====== GIVEN INFORMATION ======
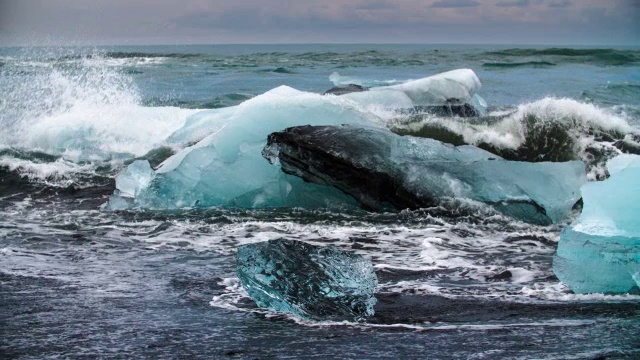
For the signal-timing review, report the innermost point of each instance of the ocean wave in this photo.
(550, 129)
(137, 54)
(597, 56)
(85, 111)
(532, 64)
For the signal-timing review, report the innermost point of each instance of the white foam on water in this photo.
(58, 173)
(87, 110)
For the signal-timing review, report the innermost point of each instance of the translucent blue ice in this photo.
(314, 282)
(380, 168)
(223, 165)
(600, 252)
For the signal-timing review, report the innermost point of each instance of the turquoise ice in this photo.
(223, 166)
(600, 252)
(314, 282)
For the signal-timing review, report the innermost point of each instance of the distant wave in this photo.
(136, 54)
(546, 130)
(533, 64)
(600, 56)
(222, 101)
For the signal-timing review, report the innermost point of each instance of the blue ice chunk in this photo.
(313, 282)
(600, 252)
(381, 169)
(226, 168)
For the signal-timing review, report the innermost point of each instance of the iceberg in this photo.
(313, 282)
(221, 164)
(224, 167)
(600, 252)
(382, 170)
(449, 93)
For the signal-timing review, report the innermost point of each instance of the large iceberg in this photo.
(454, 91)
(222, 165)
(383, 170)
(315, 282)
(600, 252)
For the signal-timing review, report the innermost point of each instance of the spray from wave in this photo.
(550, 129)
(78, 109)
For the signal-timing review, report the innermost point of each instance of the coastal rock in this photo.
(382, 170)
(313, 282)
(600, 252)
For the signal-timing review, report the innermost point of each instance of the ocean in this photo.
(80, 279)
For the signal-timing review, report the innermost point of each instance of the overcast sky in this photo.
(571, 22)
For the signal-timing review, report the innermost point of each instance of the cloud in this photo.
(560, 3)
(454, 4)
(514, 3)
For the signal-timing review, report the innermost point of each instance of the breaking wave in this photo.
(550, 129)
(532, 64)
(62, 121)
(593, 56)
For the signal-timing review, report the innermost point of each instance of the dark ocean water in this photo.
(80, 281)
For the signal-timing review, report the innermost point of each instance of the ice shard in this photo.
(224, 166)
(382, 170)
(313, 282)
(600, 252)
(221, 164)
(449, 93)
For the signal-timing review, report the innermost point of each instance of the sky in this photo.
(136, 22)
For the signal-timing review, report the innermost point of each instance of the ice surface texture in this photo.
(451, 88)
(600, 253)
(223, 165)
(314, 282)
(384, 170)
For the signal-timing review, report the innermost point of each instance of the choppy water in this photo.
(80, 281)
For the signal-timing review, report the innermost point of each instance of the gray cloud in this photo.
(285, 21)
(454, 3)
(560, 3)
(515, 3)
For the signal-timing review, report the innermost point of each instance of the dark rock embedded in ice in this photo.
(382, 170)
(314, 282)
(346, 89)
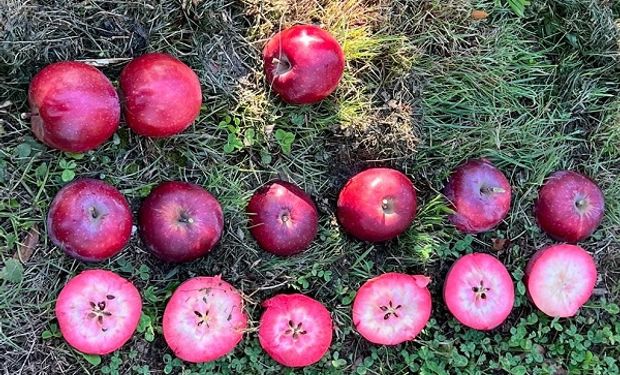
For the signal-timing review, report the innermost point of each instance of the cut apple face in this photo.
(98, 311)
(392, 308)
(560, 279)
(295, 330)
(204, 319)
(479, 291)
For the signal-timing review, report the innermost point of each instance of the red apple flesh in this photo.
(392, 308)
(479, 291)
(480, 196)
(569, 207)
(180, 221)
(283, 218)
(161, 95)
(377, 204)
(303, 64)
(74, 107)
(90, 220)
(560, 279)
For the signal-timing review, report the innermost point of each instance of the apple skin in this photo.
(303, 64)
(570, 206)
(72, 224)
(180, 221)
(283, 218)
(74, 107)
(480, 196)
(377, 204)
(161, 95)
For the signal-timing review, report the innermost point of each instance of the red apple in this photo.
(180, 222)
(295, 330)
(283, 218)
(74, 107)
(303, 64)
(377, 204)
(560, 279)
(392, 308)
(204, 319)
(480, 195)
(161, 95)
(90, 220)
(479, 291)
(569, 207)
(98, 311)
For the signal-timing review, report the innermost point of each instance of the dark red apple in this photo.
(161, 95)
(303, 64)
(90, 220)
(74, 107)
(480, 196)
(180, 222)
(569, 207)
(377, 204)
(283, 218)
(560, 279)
======
§ **INSTRUCTIONS FOR THE TASK**: Transcribe the records above exactly, omitting every picture they contain.

§ **OUTPUT OF THE EXERCISE**:
For the signal-timing review, report the innermost point of each instance of the ocean wave in this photo.
(550, 129)
(137, 54)
(597, 56)
(85, 111)
(532, 64)
For the signal-timing review, report the innermost point of each instance of the white foam on water in this photo.
(58, 173)
(87, 110)
For the signal-timing review, report the innermost point of each instance of the translucent blue ice in this photo.
(314, 282)
(380, 168)
(223, 165)
(600, 252)
For the signal-timing review, report the innermost point of each instance of the turquoise ice in this photo.
(223, 166)
(600, 252)
(314, 282)
For the signal-timing review, report the innermost point of each instance of the distant wave in this photo.
(136, 54)
(546, 130)
(533, 64)
(600, 56)
(222, 101)
For the signal-timing review, report the innermost point of each instance of the blue ice chunk in this photo.
(313, 282)
(600, 252)
(381, 169)
(226, 168)
For the signal-timing review, report the innermost point of each instance of the iceberg in this photo.
(313, 282)
(221, 164)
(224, 167)
(600, 252)
(382, 170)
(449, 93)
For the signal-timing review, report the innermost point of each instance of the large iceberg in this photo.
(454, 91)
(222, 165)
(383, 170)
(315, 282)
(600, 252)
For the signal-timing review, report the innermost point of each instance of the spray from wave in this photo.
(550, 129)
(78, 109)
For the signal-timing review, report the innermost point of each instance of the coastal rock in this photo.
(382, 170)
(313, 282)
(600, 252)
For the signal-timing review, report the innermost point of each instance of the ocean in this photo.
(80, 279)
For the signal-timing review, report the innermost point of each instance of the overcast sky in this photo.
(571, 22)
For the signal-timing review, report the innermost point of each instance of the cloud in this photo.
(560, 3)
(454, 4)
(514, 3)
For the signal-timing review, report the innermost point of each instance of the breaking wave in this photo.
(550, 129)
(532, 64)
(62, 121)
(593, 56)
For the signal-timing review, report the innermost point of each instance of the dark ocean water in this photo.
(80, 281)
For the signal-timing review, report the innermost point of each instance of the ice shard in this photo.
(224, 166)
(382, 170)
(313, 282)
(600, 252)
(221, 164)
(449, 93)
For the signal-timing review, report the innermost point of each instance of the sky in this photo.
(136, 22)
For the signal-timing review, report the innermost point of each instance of the ice surface texture in this photo.
(451, 88)
(600, 253)
(223, 165)
(314, 282)
(384, 170)
For the signal-timing review, report the innermost point of each instance of the choppy water in this photo.
(80, 281)
For the signal-timing review, report the innermost point of each instance of the gray cloud in this photo.
(285, 21)
(454, 3)
(560, 3)
(515, 3)
For the signal-timing review, report the innermost point of each instance of the dark rock embedded in ice in this photo.
(382, 170)
(314, 282)
(346, 89)
For the signal-timing review, report the innermost point of each instance of the cut apple face in this photo.
(98, 311)
(392, 308)
(560, 279)
(295, 330)
(204, 319)
(479, 291)
For the signal-timing review, report the innermost point of each instance of the red apple flesh in this photo.
(392, 308)
(479, 291)
(480, 196)
(569, 207)
(180, 221)
(283, 218)
(161, 95)
(377, 204)
(303, 64)
(74, 107)
(90, 220)
(560, 279)
For the signal-timing review, report the innermost point of each instance of the apple skin in this photo.
(303, 64)
(570, 206)
(72, 224)
(180, 221)
(283, 218)
(74, 107)
(480, 196)
(377, 204)
(161, 95)
For the signal-timing review, report the innermost point of each instance of the red apple in this photo.
(180, 222)
(295, 330)
(283, 218)
(74, 107)
(303, 64)
(377, 204)
(560, 279)
(392, 308)
(204, 319)
(480, 195)
(161, 95)
(90, 220)
(479, 291)
(569, 207)
(98, 311)
For the signal-timing review, report the innermost point of each instance of the dark red apple in this photo.
(161, 95)
(303, 64)
(90, 220)
(74, 107)
(480, 196)
(180, 222)
(569, 207)
(377, 204)
(283, 218)
(560, 279)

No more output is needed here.